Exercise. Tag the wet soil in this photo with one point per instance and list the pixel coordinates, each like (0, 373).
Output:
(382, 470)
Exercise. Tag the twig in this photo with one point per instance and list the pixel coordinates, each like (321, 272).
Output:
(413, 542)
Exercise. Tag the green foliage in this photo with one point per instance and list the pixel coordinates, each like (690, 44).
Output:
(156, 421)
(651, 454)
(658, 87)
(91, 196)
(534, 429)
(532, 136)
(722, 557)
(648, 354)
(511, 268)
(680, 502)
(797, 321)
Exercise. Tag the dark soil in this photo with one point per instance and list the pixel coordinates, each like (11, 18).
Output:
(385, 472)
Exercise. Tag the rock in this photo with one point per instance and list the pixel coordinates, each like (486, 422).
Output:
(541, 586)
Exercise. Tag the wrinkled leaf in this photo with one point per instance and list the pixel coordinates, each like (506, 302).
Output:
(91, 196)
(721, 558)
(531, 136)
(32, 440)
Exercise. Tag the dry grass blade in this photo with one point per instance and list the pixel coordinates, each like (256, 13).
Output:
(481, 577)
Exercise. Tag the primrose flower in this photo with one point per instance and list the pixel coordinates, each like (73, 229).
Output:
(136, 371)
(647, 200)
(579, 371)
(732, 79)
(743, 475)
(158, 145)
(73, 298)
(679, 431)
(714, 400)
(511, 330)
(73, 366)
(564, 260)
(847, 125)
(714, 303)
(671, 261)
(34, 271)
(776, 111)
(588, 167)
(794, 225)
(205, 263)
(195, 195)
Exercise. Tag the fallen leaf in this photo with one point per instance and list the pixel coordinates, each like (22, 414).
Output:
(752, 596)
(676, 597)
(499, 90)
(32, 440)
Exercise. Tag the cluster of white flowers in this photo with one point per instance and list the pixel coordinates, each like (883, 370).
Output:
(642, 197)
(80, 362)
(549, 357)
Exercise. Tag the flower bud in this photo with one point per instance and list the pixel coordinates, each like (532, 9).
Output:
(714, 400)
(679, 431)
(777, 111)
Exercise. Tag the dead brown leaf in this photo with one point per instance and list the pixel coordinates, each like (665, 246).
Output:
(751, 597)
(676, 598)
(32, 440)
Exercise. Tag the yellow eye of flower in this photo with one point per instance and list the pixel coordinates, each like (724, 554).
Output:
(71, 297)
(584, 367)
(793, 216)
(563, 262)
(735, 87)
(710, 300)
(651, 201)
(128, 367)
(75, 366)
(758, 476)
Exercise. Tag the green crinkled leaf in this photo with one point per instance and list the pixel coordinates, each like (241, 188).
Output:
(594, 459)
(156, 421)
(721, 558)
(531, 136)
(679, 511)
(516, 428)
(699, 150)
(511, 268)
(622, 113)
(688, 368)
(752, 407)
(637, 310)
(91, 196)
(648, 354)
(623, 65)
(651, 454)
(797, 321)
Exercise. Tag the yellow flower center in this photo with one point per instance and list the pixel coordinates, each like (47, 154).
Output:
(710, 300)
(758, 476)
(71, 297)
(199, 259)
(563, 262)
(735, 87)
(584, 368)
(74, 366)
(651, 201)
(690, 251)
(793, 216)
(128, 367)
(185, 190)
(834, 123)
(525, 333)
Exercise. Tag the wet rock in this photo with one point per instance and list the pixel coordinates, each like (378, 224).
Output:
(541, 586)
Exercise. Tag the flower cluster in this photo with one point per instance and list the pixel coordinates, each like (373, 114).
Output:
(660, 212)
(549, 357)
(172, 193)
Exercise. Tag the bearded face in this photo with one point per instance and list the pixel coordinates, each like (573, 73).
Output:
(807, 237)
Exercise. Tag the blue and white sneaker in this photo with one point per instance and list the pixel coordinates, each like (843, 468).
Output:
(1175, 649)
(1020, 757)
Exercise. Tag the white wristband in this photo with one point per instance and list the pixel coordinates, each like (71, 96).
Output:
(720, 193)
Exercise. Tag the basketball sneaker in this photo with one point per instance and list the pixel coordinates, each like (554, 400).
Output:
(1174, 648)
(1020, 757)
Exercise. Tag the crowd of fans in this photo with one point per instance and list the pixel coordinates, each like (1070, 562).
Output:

--

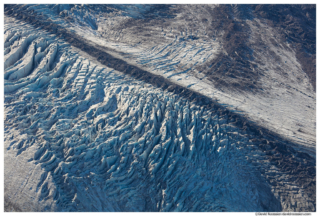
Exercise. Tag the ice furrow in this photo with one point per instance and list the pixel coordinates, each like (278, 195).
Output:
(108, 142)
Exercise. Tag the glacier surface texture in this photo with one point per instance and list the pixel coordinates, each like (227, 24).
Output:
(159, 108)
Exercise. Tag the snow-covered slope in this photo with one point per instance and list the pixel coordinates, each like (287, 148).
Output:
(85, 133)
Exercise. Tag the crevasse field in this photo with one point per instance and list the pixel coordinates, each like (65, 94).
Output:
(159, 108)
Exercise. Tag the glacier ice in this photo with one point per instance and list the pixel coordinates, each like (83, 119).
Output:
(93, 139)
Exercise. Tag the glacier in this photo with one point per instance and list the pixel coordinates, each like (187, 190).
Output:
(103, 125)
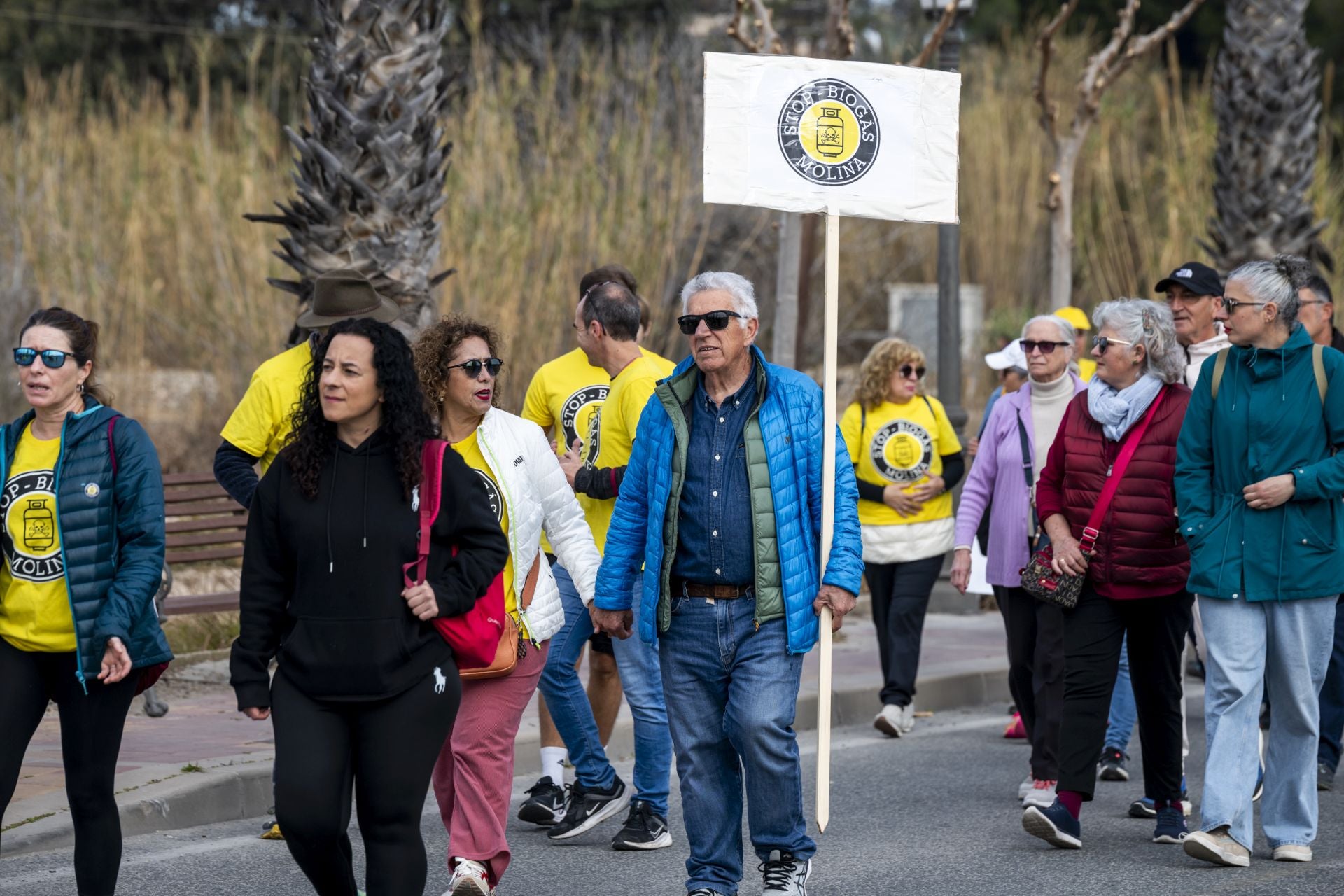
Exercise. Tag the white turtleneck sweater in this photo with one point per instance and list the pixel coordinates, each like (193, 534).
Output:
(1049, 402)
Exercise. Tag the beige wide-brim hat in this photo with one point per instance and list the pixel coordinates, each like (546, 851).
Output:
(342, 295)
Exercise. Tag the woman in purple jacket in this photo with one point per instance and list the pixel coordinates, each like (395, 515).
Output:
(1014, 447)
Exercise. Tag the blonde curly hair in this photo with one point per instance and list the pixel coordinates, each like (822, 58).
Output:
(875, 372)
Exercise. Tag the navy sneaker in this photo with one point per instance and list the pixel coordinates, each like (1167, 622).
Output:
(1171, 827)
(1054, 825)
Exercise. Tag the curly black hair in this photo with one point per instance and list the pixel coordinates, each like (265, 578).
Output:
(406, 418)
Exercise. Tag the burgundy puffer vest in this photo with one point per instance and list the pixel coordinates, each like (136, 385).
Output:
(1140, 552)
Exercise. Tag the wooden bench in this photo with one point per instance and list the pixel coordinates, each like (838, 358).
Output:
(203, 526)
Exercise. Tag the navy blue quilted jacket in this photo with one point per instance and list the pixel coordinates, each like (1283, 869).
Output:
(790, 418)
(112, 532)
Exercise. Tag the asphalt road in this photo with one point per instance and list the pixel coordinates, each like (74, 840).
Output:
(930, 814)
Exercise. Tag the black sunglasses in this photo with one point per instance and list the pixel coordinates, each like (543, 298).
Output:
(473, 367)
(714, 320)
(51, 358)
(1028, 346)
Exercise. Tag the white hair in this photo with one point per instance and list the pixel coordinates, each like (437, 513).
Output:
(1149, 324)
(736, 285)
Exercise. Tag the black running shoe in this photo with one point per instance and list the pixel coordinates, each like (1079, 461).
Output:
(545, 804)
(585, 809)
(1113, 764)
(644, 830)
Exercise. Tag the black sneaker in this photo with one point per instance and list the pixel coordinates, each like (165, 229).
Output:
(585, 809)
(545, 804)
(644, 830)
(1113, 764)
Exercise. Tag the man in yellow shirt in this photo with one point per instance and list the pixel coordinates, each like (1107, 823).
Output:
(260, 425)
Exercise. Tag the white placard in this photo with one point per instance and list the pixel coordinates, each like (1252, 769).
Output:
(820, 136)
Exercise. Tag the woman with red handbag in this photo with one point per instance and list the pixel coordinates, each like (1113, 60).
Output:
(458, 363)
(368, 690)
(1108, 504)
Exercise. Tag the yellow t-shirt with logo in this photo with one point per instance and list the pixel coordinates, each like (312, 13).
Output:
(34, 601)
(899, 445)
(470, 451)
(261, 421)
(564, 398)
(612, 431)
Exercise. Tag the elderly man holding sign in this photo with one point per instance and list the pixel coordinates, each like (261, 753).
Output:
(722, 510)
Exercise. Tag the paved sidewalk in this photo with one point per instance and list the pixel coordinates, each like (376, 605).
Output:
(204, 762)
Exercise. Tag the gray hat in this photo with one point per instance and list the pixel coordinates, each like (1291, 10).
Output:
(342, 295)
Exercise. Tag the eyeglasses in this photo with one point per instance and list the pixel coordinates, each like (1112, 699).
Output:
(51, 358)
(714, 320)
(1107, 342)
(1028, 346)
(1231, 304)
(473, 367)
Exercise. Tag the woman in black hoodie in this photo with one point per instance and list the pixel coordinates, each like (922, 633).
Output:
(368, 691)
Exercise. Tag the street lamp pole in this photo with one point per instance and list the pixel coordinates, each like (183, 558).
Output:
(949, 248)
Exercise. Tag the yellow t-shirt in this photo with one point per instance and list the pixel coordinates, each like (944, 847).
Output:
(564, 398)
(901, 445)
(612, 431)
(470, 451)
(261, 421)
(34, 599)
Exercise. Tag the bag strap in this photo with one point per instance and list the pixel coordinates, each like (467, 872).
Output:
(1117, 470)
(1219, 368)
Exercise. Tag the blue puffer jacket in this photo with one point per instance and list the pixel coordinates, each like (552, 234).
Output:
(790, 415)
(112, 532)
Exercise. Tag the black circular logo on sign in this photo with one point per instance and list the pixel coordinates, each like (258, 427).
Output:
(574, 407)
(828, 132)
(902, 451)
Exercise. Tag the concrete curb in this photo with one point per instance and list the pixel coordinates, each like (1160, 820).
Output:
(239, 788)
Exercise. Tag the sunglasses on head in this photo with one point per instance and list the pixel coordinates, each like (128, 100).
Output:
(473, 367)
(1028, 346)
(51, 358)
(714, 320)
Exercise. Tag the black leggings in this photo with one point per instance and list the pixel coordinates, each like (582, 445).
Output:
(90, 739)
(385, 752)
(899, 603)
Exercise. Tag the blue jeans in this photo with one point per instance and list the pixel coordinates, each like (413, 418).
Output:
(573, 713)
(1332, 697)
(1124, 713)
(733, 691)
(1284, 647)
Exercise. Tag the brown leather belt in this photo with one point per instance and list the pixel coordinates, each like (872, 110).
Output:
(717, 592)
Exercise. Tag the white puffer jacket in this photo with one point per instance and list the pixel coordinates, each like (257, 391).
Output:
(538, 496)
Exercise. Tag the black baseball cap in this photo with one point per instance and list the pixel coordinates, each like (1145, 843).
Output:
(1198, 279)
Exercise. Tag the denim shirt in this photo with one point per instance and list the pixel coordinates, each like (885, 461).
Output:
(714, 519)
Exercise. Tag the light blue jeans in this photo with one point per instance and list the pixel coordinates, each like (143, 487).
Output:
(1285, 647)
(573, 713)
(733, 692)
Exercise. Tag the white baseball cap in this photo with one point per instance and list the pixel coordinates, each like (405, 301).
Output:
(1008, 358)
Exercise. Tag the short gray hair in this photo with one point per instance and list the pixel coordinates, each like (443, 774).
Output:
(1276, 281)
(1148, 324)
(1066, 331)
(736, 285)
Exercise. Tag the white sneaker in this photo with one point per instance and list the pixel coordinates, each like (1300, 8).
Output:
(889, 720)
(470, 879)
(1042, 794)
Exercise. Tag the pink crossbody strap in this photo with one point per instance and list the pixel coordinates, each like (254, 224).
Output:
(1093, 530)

**WHAT IS ASKED:**
Recast the entries from the line containing "Exercise. Tag the white placard" through the line containing "(1108, 504)" as a JSON list of strings, one string per line, omitting any blank lines.

**RESULT OF THE EXERCISE:**
[
  "Exercise. Tag the white placard in this photo with one point per instance and list the pixel coordinates, each like (1252, 769).",
  "Output:",
  "(820, 136)",
  "Exercise. Tag the woman with red handbag in this photo with one point per instance and list the pixel coordinates, each like (1113, 60).",
  "Output:",
  "(458, 363)",
  "(368, 690)",
  "(1108, 504)"
]